» **Do this**
Format the stretch from the line containing "red berries --all-instances" through the end of the material as a Markdown table with the columns Row and Line, numbering each line and omitting blank lines. Leave the pictures out of the table.
## begin
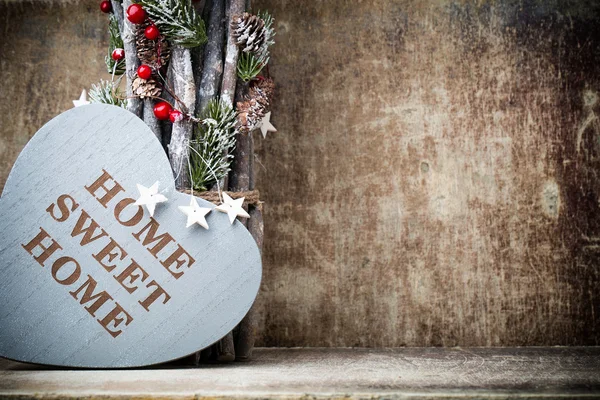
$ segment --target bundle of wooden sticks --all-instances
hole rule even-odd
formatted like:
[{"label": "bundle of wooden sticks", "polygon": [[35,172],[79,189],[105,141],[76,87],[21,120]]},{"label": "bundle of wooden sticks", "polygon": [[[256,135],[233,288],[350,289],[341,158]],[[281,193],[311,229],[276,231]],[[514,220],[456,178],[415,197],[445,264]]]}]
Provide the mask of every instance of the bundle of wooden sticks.
[{"label": "bundle of wooden sticks", "polygon": [[[192,121],[164,124],[153,112],[150,98],[137,98],[132,92],[132,80],[140,65],[136,52],[135,26],[124,12],[131,0],[112,0],[112,9],[119,23],[125,49],[127,77],[127,109],[138,115],[152,129],[168,151],[171,165],[179,171],[176,187],[185,191],[190,187],[187,169],[188,143],[193,133]],[[237,77],[240,50],[231,29],[231,18],[249,9],[248,0],[203,0],[194,3],[196,11],[207,21],[208,41],[193,49],[173,44],[167,72],[167,82],[172,83],[172,95],[183,103],[188,114],[203,110],[207,104],[220,97],[231,105],[241,101],[248,92],[248,84]],[[165,91],[166,92],[166,91]],[[164,97],[169,94],[163,92]],[[229,176],[220,182],[220,188],[231,192],[247,192],[255,189],[254,148],[252,133],[239,133]],[[263,218],[259,202],[247,204],[250,218],[242,221],[259,249],[263,243]],[[195,354],[186,362],[248,360],[252,354],[255,338],[255,314],[250,309],[242,322],[213,346]]]}]

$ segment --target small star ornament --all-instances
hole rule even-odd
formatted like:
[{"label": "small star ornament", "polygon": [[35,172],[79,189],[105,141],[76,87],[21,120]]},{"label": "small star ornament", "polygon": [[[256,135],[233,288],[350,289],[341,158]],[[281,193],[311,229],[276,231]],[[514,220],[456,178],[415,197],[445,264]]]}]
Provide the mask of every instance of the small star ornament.
[{"label": "small star ornament", "polygon": [[158,181],[154,185],[147,188],[146,186],[136,184],[140,197],[135,202],[136,206],[146,206],[150,216],[154,216],[154,209],[158,203],[164,203],[168,199],[162,194],[158,193]]},{"label": "small star ornament", "polygon": [[87,92],[85,91],[85,89],[83,89],[81,91],[81,96],[79,96],[79,100],[73,100],[73,106],[79,107],[85,106],[86,104],[90,104],[90,102],[87,99]]},{"label": "small star ornament", "polygon": [[189,228],[194,224],[198,224],[204,229],[208,229],[208,223],[206,222],[205,217],[206,214],[211,211],[211,209],[200,207],[194,196],[190,196],[189,206],[179,206],[179,210],[188,217],[187,224],[185,225],[186,228]]},{"label": "small star ornament", "polygon": [[263,139],[267,138],[267,132],[277,132],[277,129],[271,124],[271,111],[266,113],[260,121],[260,131],[263,134]]},{"label": "small star ornament", "polygon": [[230,223],[233,224],[236,217],[250,218],[250,215],[242,208],[244,204],[243,197],[234,200],[227,193],[223,193],[223,199],[223,203],[216,206],[215,210],[226,213]]}]

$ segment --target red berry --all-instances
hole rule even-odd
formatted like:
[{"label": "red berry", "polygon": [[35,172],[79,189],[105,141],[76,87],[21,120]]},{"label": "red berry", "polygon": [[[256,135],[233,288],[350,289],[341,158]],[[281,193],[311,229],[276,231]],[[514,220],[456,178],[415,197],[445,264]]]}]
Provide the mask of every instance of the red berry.
[{"label": "red berry", "polygon": [[139,4],[127,7],[127,19],[132,24],[141,24],[146,19],[146,11]]},{"label": "red berry", "polygon": [[113,60],[120,61],[125,58],[125,50],[123,49],[114,49],[112,54],[110,55]]},{"label": "red berry", "polygon": [[172,109],[173,107],[171,107],[169,103],[166,101],[161,101],[154,106],[154,115],[161,121],[166,121],[169,119],[169,114],[171,113]]},{"label": "red berry", "polygon": [[150,79],[152,76],[152,68],[146,64],[142,64],[138,68],[138,76],[142,79]]},{"label": "red berry", "polygon": [[183,114],[179,110],[171,110],[169,113],[169,121],[172,123],[179,122],[183,119]]},{"label": "red berry", "polygon": [[105,13],[109,13],[112,11],[112,4],[108,0],[104,0],[100,3],[100,10]]},{"label": "red berry", "polygon": [[160,36],[160,31],[156,25],[152,24],[144,30],[144,36],[146,36],[148,40],[156,40]]}]

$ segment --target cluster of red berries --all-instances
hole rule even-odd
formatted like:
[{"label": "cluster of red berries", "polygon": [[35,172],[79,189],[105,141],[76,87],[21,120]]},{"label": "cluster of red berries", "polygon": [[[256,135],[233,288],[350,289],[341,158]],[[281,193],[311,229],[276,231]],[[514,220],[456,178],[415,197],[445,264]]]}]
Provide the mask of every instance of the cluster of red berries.
[{"label": "cluster of red berries", "polygon": [[[103,0],[100,3],[100,10],[105,13],[112,12],[112,3],[109,0]],[[132,4],[127,7],[126,12],[127,19],[132,24],[141,24],[146,20],[146,11],[139,4]],[[160,36],[160,31],[155,24],[150,24],[144,30],[144,36],[148,40],[156,40]],[[115,61],[120,61],[125,58],[125,50],[114,49],[111,57]],[[142,64],[137,70],[137,74],[141,79],[150,79],[152,77],[152,68],[149,65]],[[154,106],[154,115],[161,121],[169,120],[172,123],[179,122],[183,119],[181,111],[174,109],[166,101],[161,101]]]}]

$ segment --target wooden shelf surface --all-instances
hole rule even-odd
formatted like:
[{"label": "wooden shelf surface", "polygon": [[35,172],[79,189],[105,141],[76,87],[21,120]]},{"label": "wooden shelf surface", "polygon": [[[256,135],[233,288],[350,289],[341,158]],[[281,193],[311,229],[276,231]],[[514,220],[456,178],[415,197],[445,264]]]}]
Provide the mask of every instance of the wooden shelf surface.
[{"label": "wooden shelf surface", "polygon": [[199,368],[0,369],[0,398],[600,398],[600,347],[263,348]]}]

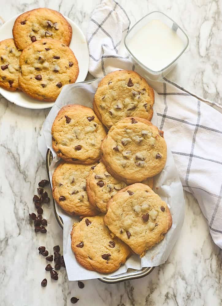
## end
» **Task output**
| Row | Line |
|---|---|
| 1 | $ segment --target cluster of red berries --all-instances |
| 2 | hole rule even-odd |
| 3 | formatted like: |
| 4 | [{"label": "cluster of red berries", "polygon": [[35,172],[79,189],[105,141],[76,87],[21,120]]},{"label": "cluster of red berries", "polygon": [[[256,135],[233,288],[350,289],[341,158]],[[281,193],[311,229],[276,231]],[[514,220],[456,178],[415,197],[445,264]]]}] |
| 5 | Provide the mask of every instance of the cluster of red berries. |
| 6 | [{"label": "cluster of red berries", "polygon": [[[103,0],[100,3],[100,10],[105,13],[112,12],[112,3],[109,0]],[[132,4],[127,7],[126,12],[127,19],[132,24],[141,24],[146,20],[146,11],[139,4]],[[160,36],[160,31],[155,24],[150,24],[144,30],[144,36],[148,40],[156,40]],[[115,61],[120,61],[125,58],[125,50],[114,49],[111,57]],[[142,64],[137,70],[137,74],[141,79],[150,79],[152,77],[152,68],[149,65]],[[154,106],[154,115],[161,121],[169,120],[172,123],[179,122],[183,119],[181,111],[174,109],[166,101],[161,101]]]}] |
| 7 | $ segment --target wooden shelf surface --all-instances |
| 8 | hole rule even-odd |
| 9 | formatted like: |
| 10 | [{"label": "wooden shelf surface", "polygon": [[35,172],[79,189],[105,141],[76,87],[21,120]]},{"label": "wooden shelf surface", "polygon": [[[256,135],[233,288],[350,289],[341,158]],[[281,193],[311,229],[276,231]],[[514,220],[456,178],[415,197],[445,264]]]}] |
| 11 | Provide the mask of every instance of the wooden shelf surface. |
| 12 | [{"label": "wooden shelf surface", "polygon": [[199,368],[0,369],[0,398],[600,398],[600,347],[263,348]]}] |